◆ Exercise materials:
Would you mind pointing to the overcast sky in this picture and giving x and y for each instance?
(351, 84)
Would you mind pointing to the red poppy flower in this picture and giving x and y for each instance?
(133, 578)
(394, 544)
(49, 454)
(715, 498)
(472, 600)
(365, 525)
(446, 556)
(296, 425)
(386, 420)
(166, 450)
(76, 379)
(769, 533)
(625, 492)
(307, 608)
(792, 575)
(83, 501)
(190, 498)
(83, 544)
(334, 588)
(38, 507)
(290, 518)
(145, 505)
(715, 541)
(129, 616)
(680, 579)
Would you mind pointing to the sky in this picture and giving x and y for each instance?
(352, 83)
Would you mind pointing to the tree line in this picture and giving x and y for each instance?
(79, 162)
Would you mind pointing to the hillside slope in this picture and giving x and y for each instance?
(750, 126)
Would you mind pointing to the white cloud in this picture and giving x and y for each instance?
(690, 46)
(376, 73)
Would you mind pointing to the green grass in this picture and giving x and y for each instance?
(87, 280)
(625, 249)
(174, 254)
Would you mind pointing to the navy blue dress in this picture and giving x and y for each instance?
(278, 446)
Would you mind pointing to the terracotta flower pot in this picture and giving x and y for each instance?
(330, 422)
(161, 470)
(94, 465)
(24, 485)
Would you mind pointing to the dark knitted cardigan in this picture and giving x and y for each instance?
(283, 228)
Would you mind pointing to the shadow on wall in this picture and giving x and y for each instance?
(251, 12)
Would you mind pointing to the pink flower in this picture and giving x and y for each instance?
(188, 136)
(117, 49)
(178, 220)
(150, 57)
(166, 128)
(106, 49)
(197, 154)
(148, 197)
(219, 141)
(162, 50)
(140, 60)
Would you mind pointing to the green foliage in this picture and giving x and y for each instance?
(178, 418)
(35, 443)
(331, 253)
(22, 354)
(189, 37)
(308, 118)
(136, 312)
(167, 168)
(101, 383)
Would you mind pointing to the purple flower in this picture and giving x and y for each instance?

◆ What is needed: Repeat all the lines above, keeping them exactly as they are.

◆ Answer to this task:
Would you mind pointing to the overcast sky in this picture and giving x and y for each instance?
(351, 84)
Would you mind pointing to the red poppy flower in this picture and giving x and y for each instance?
(133, 578)
(394, 544)
(49, 454)
(715, 498)
(472, 600)
(365, 525)
(446, 556)
(296, 425)
(386, 420)
(166, 450)
(76, 379)
(769, 533)
(625, 492)
(307, 608)
(792, 575)
(83, 501)
(190, 498)
(83, 544)
(334, 588)
(38, 507)
(290, 518)
(145, 505)
(715, 541)
(129, 616)
(680, 579)
Would you mind pointing to the sky in this picture and giving x and y for each instance?
(352, 83)
Would you mind pointing to the tree line in this picture and giving x and y for each instance?
(79, 162)
Would you mind pointing to the hillside slope in this picture and giving x and y for each instance?
(750, 126)
Would you mind pointing to the white cloud in this picture and giving x and y for each instance?
(690, 46)
(376, 73)
Would you mind pointing to the green grass in this picture and giving x and y for each instance?
(87, 280)
(625, 249)
(174, 254)
Would you mind pointing to the navy blue dress in this picture and giving x and y for each instance?
(278, 446)
Would you mind pointing to the terracotta flower pot in this picture and giving x and y for each instance?
(330, 422)
(161, 470)
(94, 465)
(24, 485)
Would you mind pointing to the dark knitted cardigan in this picture and giving x and y for each instance?
(283, 228)
Would you mind pointing to the shadow on wall in this picture and giving x and y for each instance?
(251, 12)
Would you mind pointing to the pink flower in this picture and giving x and y for each instance?
(188, 136)
(117, 49)
(178, 220)
(150, 57)
(166, 128)
(106, 49)
(197, 154)
(148, 197)
(219, 141)
(162, 50)
(140, 60)
Would you mind pointing to the green foliage in this picture and giving x and y for each instance?
(178, 418)
(35, 443)
(331, 253)
(22, 354)
(189, 37)
(308, 118)
(136, 312)
(167, 168)
(101, 383)
Would you mind pointing to the purple flower in this picture and giving x and y for each instance?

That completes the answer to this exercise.